(Work to do):
[1] According to ICRA in the article on NBFCs, by how much did the total managed retail credit of NBFCs rise in the 12 months to the end of June?
[2] From the article on NBFCs, output the stretch from "Dinanath Dubhashi, managing" through "selling banks infrastructure and priority sector loans.".

======== Extract provided ========

NBFCs may face some competition in the MSME segment

PSU banks
Structural reforms to boost PSBs is also the need of the hour to improve operational efficiencies and lending practices
Namrata AcharyaT E Narasimhan Kolkata/Chennai
Last Updated : Oct 27 2017 | 12:47 AM IST
Far from losing business to public sector banks (PSBs), which will receive capital from the government, non-bank finance companies (NBFCs) expect to benefit from access to credit on better terms and more opportunities to sell banks infrastructure and priority sector loans.

NBFC executives said banks had become hesitant lenders due to capital constraints and the need to protect assets. With banks back in the credit market, competition would intensify, they added.

Better turnaround time, last-mile agility, and use of data analytics and technology provide NBFCs an edge over PSBs in the retail and SME loan segments.

Dinanath Dubhashi, managing director and chief executive officer of L&T Finance Holdings, said NBFCs’ relationship with banks had three facets -- competing for business, borrowing from banks, and selling banks infrastructure and priority sector loans.

The market borrowings of NBFCs have grown in the last 18 months taking advantage of falling interest rates on commercial paper and bonds. Yet NBFCs continue to raise a sizeable portion of resources from banks. They can expect better terms from PSBs looking to expand their loan books. 

According to rating agency ICRA, the total managed retail credit of NBFCs rose by 15 per cent in 12 months to about Rs 6.4 lakh crore by the end of June. Bank credit grew by only 6 per cent in the 12 months till June, according to the Reserve Bank of India.

The microfinance and loan against property segments continued to record moderate growth, while the performance of most other segments like commercial vehicles, passenger vehicles, two- and three-wheelers, and tractors remained largely range-bound, ICRA said.

Kaushik Banerjee, president and chief executive officer, asset-backed finance business, Magma Fincorp, said sectors that would see more credit disbursement in the coming months were government infrastructure projects, affordable housing and the MSME segment. 

NBFCs may face some competition in the MSME segment. But with formal channels accounting for only 15-20 per cent of the credit requirement of MSMEs, the business of NBFCs is unlikely to be affected. The client base of NBFCs was quite different from that of banks, Banerjee said.

Srei Equipment Finance, which depends for business growth on government infrastructure projects, is expected to benefit from bank recapitalisation, as this will lead to growth in the equipment leasing business.

“The bank recapitalisation will lead to growth in the equipment finance business and project funding will increase. Competition will rise but it is much better than no demand at all,” said Devendra Kumar Vyas, chief executive officer of the Srei Equipment Finance.

An executive with a Chennai-based finance company said recapitalisation would not intensify competition between NBFCs and PSBs. He pointed out PSBs were not strong in retail lending because they were not equipped to handle the transactional intensity.

======== Material shown ========

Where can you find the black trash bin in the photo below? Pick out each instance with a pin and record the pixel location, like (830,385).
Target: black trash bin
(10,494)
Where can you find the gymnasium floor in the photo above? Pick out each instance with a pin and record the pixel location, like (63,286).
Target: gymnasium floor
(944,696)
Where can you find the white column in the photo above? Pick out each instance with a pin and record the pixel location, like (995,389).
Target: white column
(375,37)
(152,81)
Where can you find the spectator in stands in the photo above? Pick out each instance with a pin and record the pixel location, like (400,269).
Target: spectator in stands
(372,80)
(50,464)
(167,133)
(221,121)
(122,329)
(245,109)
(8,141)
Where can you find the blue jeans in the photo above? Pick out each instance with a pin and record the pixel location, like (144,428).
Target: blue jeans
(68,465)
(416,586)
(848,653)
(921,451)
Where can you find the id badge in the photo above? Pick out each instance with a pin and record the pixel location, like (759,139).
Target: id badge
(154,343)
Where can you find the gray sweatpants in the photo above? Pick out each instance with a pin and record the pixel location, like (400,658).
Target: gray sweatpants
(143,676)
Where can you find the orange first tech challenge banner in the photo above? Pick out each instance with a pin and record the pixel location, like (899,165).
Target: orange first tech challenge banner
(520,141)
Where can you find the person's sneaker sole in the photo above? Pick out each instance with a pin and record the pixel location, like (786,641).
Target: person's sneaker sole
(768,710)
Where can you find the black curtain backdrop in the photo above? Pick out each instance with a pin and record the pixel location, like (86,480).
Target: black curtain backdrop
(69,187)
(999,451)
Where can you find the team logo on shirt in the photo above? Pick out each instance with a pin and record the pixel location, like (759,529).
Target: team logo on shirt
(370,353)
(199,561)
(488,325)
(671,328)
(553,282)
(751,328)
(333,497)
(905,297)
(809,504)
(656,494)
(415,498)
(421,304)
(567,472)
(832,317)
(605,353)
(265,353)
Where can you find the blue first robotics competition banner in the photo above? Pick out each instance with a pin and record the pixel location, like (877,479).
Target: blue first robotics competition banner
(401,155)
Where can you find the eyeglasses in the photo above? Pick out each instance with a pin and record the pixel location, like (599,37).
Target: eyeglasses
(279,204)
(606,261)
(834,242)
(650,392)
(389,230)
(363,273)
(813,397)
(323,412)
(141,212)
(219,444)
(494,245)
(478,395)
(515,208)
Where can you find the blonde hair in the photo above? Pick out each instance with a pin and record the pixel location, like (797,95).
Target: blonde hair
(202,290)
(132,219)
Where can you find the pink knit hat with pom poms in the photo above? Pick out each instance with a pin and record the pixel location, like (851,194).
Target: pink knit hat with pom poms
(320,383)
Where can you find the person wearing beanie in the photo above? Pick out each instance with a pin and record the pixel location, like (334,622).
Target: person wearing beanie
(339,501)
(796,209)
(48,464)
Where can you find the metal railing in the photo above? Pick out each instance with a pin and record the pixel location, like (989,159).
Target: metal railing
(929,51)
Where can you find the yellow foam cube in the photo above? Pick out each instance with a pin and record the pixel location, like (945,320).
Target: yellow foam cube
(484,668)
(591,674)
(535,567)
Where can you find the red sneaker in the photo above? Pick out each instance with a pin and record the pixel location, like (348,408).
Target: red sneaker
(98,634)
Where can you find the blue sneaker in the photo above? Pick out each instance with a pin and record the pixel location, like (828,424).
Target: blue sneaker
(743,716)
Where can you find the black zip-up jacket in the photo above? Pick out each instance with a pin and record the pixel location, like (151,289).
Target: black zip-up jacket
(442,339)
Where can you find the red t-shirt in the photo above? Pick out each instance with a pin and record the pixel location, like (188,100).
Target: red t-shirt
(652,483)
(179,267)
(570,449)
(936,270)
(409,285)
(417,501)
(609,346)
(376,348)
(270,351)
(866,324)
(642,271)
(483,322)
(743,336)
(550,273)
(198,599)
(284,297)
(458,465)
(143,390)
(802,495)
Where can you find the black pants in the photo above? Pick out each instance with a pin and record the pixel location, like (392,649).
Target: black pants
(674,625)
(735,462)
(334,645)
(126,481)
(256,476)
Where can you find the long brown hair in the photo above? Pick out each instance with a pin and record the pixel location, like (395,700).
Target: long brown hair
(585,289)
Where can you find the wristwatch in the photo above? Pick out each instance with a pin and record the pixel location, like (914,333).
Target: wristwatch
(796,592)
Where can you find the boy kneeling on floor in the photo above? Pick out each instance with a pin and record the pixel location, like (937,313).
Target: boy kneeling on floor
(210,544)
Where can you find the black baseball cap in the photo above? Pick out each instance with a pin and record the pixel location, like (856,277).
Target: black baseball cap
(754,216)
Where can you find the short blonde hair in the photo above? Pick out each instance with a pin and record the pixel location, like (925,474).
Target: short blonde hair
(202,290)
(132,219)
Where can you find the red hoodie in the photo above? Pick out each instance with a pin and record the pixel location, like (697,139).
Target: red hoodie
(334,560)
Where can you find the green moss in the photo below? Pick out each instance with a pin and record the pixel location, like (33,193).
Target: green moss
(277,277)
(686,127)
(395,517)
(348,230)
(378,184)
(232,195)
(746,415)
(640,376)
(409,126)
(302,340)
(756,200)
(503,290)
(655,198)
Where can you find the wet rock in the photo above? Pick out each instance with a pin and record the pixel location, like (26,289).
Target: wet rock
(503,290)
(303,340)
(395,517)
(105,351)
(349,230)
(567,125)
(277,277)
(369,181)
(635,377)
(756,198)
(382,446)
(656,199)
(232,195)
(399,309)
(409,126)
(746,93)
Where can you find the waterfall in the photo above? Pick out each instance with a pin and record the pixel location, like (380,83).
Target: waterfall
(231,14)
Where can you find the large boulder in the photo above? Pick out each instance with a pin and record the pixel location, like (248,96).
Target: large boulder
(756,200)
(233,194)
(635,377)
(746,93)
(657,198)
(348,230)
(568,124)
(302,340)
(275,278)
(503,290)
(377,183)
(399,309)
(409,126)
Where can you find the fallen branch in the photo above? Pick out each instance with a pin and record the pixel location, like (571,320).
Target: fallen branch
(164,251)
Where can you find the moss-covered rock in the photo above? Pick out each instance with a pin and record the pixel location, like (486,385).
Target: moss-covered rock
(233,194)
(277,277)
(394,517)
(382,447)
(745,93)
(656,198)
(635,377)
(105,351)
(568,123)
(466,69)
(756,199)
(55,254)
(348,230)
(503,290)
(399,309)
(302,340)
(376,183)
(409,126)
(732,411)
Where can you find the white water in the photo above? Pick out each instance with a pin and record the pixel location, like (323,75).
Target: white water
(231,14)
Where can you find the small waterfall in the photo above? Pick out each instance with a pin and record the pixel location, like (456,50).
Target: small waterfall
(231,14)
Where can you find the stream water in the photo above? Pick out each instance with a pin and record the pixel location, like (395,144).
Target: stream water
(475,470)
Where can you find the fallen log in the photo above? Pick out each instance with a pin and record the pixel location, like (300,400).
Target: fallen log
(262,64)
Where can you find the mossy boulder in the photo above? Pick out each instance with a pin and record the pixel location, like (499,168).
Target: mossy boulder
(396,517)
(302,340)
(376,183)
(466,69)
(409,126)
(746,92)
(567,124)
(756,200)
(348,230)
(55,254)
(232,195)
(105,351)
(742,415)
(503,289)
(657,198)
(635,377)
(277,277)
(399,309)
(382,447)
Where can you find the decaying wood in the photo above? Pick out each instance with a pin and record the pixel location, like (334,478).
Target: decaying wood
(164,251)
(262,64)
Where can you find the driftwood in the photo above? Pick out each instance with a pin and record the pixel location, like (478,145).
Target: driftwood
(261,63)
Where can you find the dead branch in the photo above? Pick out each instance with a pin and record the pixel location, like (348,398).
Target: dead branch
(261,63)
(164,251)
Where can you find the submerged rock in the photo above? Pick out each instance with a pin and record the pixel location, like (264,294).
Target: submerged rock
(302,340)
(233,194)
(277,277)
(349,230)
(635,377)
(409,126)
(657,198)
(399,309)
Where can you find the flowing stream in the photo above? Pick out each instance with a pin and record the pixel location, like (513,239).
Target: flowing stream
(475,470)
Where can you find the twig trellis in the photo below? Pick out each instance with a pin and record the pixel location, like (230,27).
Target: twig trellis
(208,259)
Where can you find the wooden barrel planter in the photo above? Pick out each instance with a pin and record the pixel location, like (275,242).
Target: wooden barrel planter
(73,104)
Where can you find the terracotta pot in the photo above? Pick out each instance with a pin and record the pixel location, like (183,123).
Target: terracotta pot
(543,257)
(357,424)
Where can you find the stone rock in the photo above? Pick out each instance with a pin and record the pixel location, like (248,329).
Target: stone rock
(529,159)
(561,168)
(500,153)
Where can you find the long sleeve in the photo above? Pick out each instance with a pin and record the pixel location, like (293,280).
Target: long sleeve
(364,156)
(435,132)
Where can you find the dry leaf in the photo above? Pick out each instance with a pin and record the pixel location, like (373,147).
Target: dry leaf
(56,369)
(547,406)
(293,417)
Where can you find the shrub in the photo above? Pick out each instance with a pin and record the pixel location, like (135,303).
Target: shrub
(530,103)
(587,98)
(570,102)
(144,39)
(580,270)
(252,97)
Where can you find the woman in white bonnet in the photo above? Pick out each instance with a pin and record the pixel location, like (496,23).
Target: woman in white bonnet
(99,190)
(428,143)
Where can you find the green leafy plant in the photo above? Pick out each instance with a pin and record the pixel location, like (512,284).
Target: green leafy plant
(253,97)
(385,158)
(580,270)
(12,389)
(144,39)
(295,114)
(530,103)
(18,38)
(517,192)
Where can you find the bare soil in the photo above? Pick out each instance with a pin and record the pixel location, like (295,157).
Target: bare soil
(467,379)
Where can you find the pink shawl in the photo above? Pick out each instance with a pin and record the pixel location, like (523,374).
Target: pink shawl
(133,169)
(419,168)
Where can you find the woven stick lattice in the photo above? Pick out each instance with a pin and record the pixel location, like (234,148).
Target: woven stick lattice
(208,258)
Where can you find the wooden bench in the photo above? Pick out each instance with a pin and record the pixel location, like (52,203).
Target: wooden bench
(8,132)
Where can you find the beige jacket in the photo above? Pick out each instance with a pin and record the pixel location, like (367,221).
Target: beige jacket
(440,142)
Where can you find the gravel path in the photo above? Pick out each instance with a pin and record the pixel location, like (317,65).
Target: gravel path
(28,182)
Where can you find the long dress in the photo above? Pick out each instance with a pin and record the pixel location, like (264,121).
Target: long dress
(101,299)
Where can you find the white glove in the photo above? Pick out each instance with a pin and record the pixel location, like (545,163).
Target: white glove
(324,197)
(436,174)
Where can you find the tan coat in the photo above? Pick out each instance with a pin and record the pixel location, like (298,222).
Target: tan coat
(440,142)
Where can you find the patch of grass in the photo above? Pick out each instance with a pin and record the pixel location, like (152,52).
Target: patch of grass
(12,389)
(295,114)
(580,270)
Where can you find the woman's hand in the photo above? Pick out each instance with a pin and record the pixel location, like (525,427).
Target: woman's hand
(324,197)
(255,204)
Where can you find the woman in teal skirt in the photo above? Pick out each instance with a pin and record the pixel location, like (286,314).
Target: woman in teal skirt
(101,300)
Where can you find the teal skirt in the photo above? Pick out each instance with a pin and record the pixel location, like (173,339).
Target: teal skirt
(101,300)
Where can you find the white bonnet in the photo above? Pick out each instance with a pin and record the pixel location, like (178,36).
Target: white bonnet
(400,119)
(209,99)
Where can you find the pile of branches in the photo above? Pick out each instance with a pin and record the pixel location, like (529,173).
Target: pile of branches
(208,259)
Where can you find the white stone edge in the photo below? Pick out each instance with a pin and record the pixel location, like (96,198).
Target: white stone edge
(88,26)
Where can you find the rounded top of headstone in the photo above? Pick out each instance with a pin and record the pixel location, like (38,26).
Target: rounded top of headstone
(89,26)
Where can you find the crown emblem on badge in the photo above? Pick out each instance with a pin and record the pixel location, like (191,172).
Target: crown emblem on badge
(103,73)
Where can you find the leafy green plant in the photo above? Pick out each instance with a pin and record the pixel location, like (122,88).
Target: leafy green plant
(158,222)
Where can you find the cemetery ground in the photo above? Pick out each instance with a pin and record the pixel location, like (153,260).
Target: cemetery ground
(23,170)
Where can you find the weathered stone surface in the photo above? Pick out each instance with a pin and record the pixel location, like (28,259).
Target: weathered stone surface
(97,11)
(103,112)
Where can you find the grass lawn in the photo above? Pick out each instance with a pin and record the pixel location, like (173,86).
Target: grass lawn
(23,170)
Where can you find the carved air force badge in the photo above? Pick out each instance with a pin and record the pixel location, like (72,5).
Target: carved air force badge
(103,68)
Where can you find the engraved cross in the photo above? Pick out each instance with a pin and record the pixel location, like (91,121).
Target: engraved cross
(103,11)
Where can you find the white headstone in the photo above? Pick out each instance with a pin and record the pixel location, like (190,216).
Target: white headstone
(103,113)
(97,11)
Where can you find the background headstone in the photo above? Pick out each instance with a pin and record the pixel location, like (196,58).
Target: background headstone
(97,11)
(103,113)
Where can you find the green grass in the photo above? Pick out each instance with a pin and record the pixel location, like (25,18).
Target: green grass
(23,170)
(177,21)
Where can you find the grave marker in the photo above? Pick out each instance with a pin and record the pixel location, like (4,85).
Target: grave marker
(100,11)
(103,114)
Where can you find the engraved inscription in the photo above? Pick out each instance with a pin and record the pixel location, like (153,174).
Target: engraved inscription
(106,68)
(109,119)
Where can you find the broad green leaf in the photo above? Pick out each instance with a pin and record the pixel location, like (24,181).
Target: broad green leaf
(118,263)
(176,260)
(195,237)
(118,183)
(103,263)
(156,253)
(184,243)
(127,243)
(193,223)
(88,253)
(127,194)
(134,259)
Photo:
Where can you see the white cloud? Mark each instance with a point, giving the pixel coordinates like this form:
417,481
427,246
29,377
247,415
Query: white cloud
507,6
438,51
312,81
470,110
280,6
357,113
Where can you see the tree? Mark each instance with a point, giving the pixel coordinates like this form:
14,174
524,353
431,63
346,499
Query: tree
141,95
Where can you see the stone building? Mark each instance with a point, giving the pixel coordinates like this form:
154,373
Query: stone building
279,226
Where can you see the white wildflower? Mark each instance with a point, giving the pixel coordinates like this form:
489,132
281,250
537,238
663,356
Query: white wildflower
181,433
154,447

========

(Completed exercise):
[1] It rose by 15 percent, to about Rs 6.4 lakh crore.

[2]
Dinanath Dubhashi, managing director and chief executive officer of L&T Finance Holdings, said NBFCs’ relationship with banks had three facets -- competing for business, borrowing from banks, and selling banks infrastructure and priority sector loans.